BRIEF 1 = In the reflection on the National Young Leadership Cabinet below, what item did the writer bring to the retreat to represent a Jewish leadership journey?
BRIEF 2 = From the Cabinet reflection below, duplicate the passage starting at "2026 marks 10" and ending at "as a child.".

EXCERPT TO READ =
——

I’m the kind of Jew that can very easily mix up the Hebrew “chevre” meaning close-knit group of friends or colleagues – “group,” “society,” “company” with… goat cheese.
Yet, as I transition back from my experience as a first year at the National Young Leadership Cabinet (Cabinet), I continue to come back to this word.
Chevre emphasizes a shared bond, and I think it’s safe to say that the 300+ leaders who attended Cabinet this year are feeling this bond in their own ways. Me included.
2026 marks 10 years without my father, Thomas Werner Hilb. My dad was the kind of man who enjoyed a “greasy spoon” as much as a “Five Star Steakhouse” and had his own rating system written on the back of restaurant business cards that he kept in plastic-sleeved binders, organized by city. He believed charitable giving should always be anonymous and that heaven was being able to see the ocean but avoid the sand from a balcony in Boca, surrounded by camp friends you met at Camp Golden Eagle as a child.
Before leaving for retreat, I was asked to bring an item that represented my Jewish leadership journey. I settled on a mezuzah that my father’s first cousin and his wife recently sent me. I talked about my journey from what my family lovingly called “Boca Jews” to becoming a “Mezuzah Jew” (In case you are wondering, you can be both simultaneously). The point here being that when I was growing up, we were the kind of Jews who wintered in Boca, but never and I mean never, put our Judaism on display.

——

Pointing dataset excerpts:
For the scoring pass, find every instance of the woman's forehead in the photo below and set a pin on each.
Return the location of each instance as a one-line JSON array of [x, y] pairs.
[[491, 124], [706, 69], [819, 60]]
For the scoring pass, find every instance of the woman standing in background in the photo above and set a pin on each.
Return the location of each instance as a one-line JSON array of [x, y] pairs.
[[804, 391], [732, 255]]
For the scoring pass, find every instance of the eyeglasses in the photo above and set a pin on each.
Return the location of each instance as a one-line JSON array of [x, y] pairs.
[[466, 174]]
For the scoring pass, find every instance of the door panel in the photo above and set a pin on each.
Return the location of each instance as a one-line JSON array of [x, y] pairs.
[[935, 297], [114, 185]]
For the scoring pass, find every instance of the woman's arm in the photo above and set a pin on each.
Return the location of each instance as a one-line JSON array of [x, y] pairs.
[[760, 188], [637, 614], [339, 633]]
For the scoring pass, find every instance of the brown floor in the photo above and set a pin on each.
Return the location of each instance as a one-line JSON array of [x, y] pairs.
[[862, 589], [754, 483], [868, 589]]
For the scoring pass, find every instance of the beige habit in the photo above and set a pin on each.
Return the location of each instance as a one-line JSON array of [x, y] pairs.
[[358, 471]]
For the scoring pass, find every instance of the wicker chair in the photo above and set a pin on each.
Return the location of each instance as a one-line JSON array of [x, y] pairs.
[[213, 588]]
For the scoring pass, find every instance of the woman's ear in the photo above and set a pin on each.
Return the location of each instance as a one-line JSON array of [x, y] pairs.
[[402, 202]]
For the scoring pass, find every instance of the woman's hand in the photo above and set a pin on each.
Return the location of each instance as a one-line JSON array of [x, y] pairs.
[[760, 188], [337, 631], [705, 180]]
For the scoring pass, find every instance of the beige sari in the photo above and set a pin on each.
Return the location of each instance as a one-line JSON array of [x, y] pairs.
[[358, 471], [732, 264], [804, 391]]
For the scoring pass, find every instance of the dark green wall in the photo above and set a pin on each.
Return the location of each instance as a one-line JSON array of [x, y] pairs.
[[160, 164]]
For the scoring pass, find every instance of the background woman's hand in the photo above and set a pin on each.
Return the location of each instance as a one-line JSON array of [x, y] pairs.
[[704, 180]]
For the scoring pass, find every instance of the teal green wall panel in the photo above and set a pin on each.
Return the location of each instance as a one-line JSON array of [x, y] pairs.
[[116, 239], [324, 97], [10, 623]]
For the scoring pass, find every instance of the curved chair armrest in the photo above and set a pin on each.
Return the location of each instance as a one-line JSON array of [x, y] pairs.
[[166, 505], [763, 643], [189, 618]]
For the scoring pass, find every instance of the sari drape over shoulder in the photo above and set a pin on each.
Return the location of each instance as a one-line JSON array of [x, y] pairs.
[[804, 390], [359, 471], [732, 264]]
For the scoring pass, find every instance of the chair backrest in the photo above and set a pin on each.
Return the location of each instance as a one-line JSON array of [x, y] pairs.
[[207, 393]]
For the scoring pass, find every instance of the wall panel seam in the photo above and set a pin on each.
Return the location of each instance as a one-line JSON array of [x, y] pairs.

——

COMPLETE ANSWER 1 = A mezuzah recently sent by the writer's father's first cousin and his wife.

COMPLETE ANSWER 2 =
2026 marks 10 years without my father, Thomas Werner Hilb. My dad was the kind of man who enjoyed a “greasy spoon” as much as a “Five Star Steakhouse” and had his own rating system written on the back of restaurant business cards that he kept in plastic-sleeved binders, organized by city. He believed charitable giving should always be anonymous and that heaven was being able to see the ocean but avoid the sand from a balcony in Boca, surrounded by camp friends you met at Camp Golden Eagle as a child.